#### Data to process
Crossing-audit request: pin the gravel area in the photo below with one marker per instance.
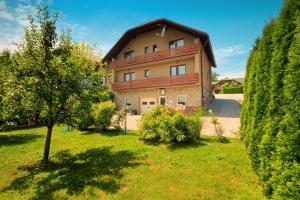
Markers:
(227, 110)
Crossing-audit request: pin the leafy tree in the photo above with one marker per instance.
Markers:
(214, 76)
(270, 116)
(50, 68)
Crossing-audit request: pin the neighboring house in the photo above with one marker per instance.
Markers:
(216, 87)
(161, 62)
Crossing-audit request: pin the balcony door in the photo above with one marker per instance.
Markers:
(147, 103)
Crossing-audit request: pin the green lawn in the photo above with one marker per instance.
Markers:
(90, 165)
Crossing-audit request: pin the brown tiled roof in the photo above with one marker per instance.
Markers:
(129, 34)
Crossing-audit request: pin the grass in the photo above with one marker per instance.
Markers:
(112, 165)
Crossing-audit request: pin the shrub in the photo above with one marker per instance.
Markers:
(102, 114)
(270, 114)
(230, 89)
(167, 125)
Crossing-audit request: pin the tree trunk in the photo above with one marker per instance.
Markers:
(47, 143)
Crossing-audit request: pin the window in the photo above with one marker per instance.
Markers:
(181, 100)
(181, 69)
(177, 70)
(129, 76)
(162, 101)
(147, 50)
(128, 102)
(173, 71)
(128, 54)
(146, 73)
(176, 43)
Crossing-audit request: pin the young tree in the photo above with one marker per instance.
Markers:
(50, 68)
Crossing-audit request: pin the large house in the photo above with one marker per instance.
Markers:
(161, 62)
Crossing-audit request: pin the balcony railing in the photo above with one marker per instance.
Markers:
(187, 79)
(156, 56)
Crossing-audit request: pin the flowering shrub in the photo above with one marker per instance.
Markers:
(167, 125)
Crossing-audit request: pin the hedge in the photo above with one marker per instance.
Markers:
(270, 118)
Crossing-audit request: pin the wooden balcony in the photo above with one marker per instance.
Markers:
(187, 79)
(156, 56)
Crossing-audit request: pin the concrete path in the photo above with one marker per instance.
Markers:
(227, 110)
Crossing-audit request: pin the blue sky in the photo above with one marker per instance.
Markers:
(233, 25)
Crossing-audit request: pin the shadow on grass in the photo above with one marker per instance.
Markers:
(215, 139)
(187, 145)
(109, 133)
(96, 168)
(6, 140)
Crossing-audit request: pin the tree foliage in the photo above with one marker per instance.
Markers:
(49, 70)
(270, 120)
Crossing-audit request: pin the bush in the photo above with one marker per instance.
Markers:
(230, 89)
(102, 114)
(167, 125)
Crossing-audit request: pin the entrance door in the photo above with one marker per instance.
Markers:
(147, 103)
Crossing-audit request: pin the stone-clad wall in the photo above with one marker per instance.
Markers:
(133, 96)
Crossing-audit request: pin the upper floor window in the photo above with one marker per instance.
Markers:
(147, 50)
(146, 73)
(176, 43)
(128, 54)
(177, 70)
(129, 76)
(181, 100)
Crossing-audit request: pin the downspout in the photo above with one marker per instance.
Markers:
(201, 70)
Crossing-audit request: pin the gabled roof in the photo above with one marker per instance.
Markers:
(131, 33)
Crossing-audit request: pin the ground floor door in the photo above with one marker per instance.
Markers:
(147, 103)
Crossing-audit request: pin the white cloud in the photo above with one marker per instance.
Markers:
(234, 50)
(6, 15)
(22, 12)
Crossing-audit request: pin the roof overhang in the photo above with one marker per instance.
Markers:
(131, 33)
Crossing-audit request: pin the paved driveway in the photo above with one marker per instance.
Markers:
(227, 110)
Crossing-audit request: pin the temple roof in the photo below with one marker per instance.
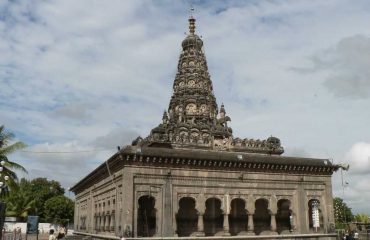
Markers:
(193, 119)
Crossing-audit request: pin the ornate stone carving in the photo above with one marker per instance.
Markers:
(193, 106)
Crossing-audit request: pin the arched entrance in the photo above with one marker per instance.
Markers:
(261, 217)
(146, 217)
(314, 209)
(213, 219)
(238, 218)
(187, 217)
(283, 216)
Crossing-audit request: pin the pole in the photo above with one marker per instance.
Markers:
(344, 210)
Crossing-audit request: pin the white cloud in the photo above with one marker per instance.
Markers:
(359, 158)
(75, 78)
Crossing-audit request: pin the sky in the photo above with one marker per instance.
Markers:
(79, 78)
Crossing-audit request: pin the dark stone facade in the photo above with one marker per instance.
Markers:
(191, 177)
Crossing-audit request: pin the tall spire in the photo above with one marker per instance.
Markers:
(191, 21)
(193, 119)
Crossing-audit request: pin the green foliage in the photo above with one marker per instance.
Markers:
(6, 148)
(41, 189)
(30, 198)
(59, 209)
(342, 213)
(363, 218)
(19, 204)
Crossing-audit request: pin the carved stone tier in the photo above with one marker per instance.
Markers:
(193, 119)
(187, 158)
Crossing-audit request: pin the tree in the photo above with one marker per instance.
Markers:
(42, 189)
(59, 209)
(9, 167)
(362, 218)
(342, 213)
(19, 204)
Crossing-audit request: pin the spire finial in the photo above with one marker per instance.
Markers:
(191, 21)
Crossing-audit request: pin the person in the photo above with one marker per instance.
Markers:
(51, 235)
(62, 232)
(18, 235)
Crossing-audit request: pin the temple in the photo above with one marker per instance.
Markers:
(191, 177)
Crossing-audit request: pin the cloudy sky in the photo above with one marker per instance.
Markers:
(79, 78)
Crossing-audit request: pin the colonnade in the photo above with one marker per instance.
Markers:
(236, 218)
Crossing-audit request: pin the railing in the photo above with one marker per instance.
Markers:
(290, 236)
(8, 236)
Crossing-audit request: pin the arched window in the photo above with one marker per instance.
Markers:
(315, 218)
(261, 217)
(213, 219)
(283, 216)
(187, 217)
(238, 218)
(146, 217)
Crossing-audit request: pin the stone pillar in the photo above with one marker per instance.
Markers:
(292, 219)
(112, 221)
(200, 232)
(250, 227)
(167, 222)
(273, 222)
(250, 209)
(226, 225)
(200, 206)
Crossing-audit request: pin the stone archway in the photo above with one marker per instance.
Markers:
(283, 216)
(312, 204)
(146, 217)
(261, 217)
(187, 217)
(238, 218)
(213, 218)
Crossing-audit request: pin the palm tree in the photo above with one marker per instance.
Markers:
(8, 168)
(363, 218)
(19, 204)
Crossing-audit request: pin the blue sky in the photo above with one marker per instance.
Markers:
(78, 79)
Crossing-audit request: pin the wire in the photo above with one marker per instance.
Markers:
(63, 152)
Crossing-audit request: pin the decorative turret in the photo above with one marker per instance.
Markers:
(192, 119)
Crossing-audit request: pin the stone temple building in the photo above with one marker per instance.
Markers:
(192, 177)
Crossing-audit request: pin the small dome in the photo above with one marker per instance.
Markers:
(192, 41)
(159, 129)
(274, 140)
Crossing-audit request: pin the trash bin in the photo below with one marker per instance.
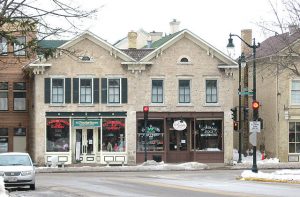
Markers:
(156, 158)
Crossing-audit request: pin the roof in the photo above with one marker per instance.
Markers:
(277, 43)
(137, 54)
(51, 44)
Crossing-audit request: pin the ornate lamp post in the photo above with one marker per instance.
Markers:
(254, 46)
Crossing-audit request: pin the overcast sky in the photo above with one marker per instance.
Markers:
(212, 20)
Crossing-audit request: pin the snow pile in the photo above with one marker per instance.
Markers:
(3, 192)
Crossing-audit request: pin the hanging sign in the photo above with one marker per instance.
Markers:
(179, 125)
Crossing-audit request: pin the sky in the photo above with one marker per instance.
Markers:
(211, 20)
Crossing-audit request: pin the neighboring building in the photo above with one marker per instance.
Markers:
(89, 98)
(15, 94)
(278, 93)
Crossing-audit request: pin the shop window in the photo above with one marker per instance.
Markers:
(155, 135)
(19, 46)
(3, 96)
(184, 91)
(113, 135)
(157, 91)
(294, 137)
(3, 46)
(58, 135)
(295, 92)
(211, 91)
(19, 96)
(208, 136)
(3, 140)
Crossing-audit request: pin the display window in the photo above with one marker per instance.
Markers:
(58, 135)
(154, 134)
(113, 134)
(208, 135)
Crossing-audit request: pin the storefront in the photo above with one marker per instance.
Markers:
(181, 137)
(86, 138)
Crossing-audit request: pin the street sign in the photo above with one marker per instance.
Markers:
(252, 138)
(254, 126)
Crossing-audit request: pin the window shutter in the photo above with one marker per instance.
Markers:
(124, 90)
(103, 90)
(75, 90)
(96, 90)
(67, 90)
(47, 90)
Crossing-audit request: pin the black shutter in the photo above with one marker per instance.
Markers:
(75, 90)
(103, 90)
(96, 90)
(47, 90)
(124, 90)
(67, 90)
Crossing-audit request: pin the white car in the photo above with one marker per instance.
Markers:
(17, 170)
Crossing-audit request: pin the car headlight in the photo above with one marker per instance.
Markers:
(26, 173)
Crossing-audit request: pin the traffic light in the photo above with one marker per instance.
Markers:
(255, 105)
(235, 126)
(234, 113)
(146, 110)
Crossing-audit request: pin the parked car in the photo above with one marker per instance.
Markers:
(17, 170)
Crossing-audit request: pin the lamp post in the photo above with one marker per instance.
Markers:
(254, 46)
(242, 64)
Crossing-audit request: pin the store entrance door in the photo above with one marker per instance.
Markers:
(86, 145)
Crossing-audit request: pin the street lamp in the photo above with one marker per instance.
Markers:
(254, 46)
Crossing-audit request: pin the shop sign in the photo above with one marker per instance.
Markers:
(179, 125)
(86, 123)
(113, 125)
(58, 124)
(208, 131)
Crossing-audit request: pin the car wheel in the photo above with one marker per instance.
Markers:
(32, 186)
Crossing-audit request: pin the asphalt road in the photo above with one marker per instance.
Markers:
(208, 183)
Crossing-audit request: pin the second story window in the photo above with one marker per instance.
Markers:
(19, 46)
(113, 90)
(19, 96)
(184, 91)
(86, 91)
(3, 46)
(157, 91)
(211, 91)
(57, 90)
(295, 92)
(3, 96)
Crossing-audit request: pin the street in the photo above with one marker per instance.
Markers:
(208, 183)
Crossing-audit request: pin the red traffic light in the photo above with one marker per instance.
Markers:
(255, 105)
(146, 109)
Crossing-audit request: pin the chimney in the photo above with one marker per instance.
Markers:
(132, 37)
(246, 34)
(174, 26)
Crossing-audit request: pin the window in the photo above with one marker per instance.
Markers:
(57, 90)
(208, 135)
(155, 135)
(211, 91)
(3, 140)
(295, 92)
(3, 96)
(113, 90)
(3, 46)
(19, 96)
(86, 91)
(58, 137)
(19, 46)
(184, 91)
(157, 91)
(294, 137)
(113, 135)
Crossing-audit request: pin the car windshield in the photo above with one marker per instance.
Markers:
(14, 160)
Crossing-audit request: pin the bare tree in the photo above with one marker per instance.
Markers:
(35, 18)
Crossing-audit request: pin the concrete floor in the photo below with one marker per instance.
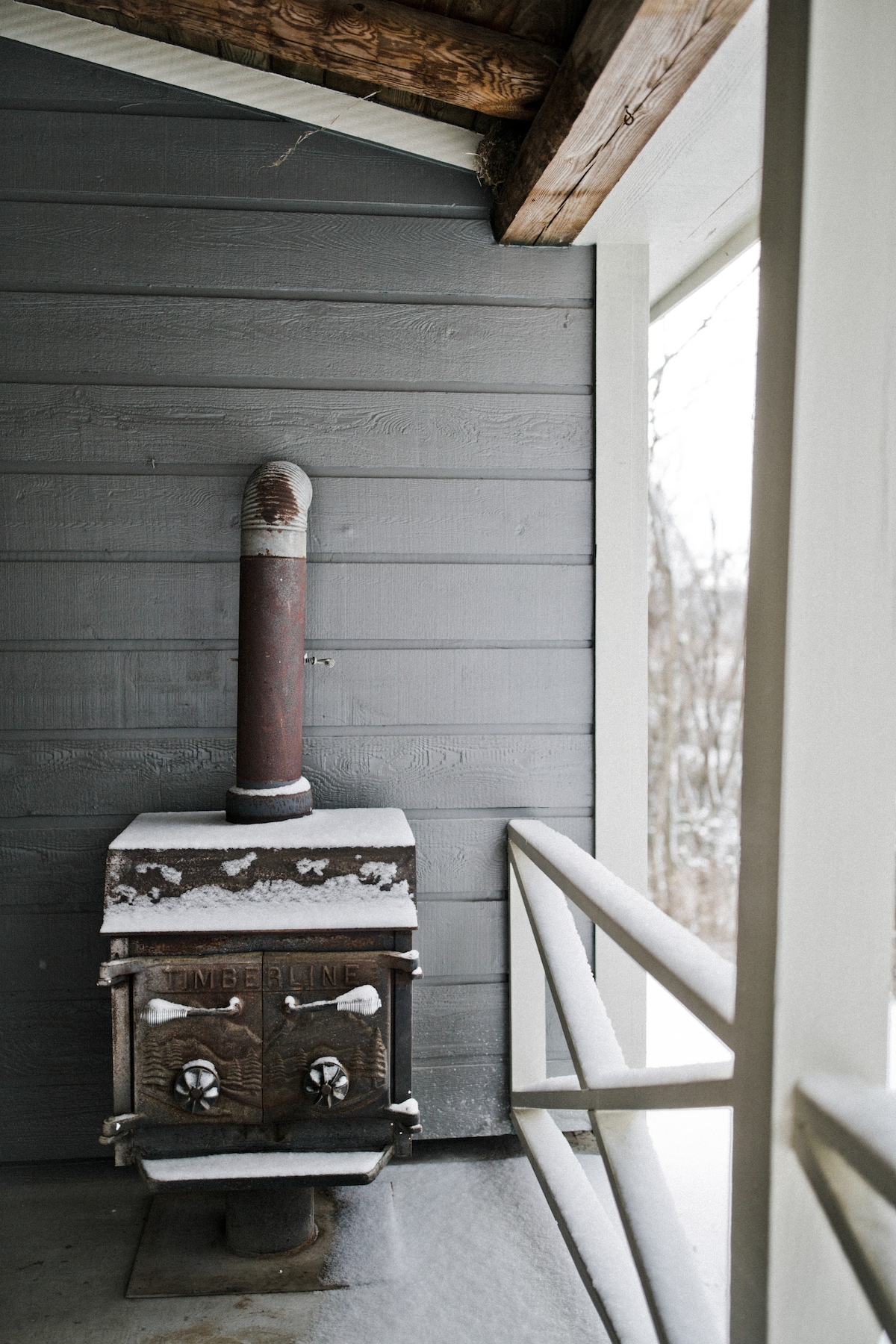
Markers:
(482, 1261)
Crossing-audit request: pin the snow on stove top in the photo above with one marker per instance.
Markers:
(337, 828)
(265, 910)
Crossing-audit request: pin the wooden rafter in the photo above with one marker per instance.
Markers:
(379, 40)
(626, 69)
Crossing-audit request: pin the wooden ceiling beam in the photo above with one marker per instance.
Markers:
(626, 69)
(379, 40)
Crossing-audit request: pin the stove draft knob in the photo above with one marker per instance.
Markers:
(198, 1086)
(327, 1081)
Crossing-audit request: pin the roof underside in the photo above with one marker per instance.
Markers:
(613, 121)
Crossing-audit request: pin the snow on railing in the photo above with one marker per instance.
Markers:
(648, 1290)
(699, 977)
(845, 1139)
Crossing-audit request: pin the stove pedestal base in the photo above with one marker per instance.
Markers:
(183, 1250)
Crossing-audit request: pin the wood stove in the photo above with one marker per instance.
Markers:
(261, 960)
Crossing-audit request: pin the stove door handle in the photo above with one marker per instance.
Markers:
(159, 1011)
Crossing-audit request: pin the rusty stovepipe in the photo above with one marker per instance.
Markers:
(270, 785)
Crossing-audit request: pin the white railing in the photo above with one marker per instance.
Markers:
(645, 1287)
(647, 1290)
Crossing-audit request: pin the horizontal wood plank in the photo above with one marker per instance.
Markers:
(58, 863)
(55, 863)
(69, 337)
(153, 773)
(323, 430)
(462, 1101)
(458, 1021)
(34, 78)
(469, 855)
(388, 604)
(97, 248)
(196, 688)
(386, 43)
(220, 161)
(52, 954)
(181, 515)
(75, 1034)
(462, 939)
(54, 1124)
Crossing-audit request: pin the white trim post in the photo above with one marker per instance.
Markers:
(621, 319)
(820, 726)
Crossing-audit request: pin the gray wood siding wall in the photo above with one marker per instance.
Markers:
(175, 311)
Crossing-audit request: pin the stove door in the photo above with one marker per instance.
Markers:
(198, 1041)
(332, 1060)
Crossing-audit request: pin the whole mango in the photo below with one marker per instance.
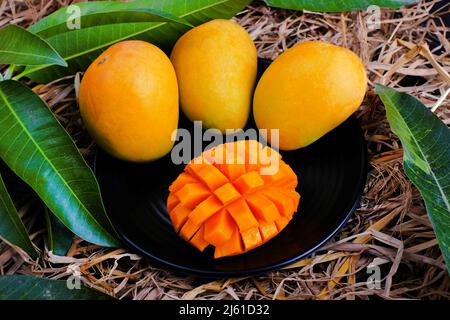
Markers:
(129, 101)
(307, 91)
(216, 66)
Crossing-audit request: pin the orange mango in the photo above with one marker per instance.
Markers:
(226, 201)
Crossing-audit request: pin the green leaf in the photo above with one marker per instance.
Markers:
(38, 149)
(19, 46)
(11, 226)
(81, 47)
(337, 5)
(59, 238)
(426, 145)
(18, 287)
(100, 13)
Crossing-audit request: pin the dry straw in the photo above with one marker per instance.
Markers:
########
Short exercise:
Leave out the pictures, and please output only the lines from the line that contains "Crossing-audit request: pin the stove door in" through the end of the data, both ends included.

Result:
Crossing-audit request: pin the stove door in the photo above with one marker per instance.
Markers:
(198, 1041)
(332, 1060)
Crossing-audit request: pin the whole mango in the photo below with one marker per instance.
Markers:
(129, 101)
(307, 91)
(216, 66)
Crossing-audit request: pin the orange mango in the photo above with one marker per instance.
Markers:
(226, 201)
Crossing-audit request: pin the green leaf in the photo above with one marker per instance.
Markers:
(38, 149)
(19, 46)
(11, 226)
(81, 47)
(337, 5)
(59, 238)
(426, 145)
(18, 287)
(100, 13)
Crossing-audit request: pin the dry straw in the photo above with one marker per instance.
Markers:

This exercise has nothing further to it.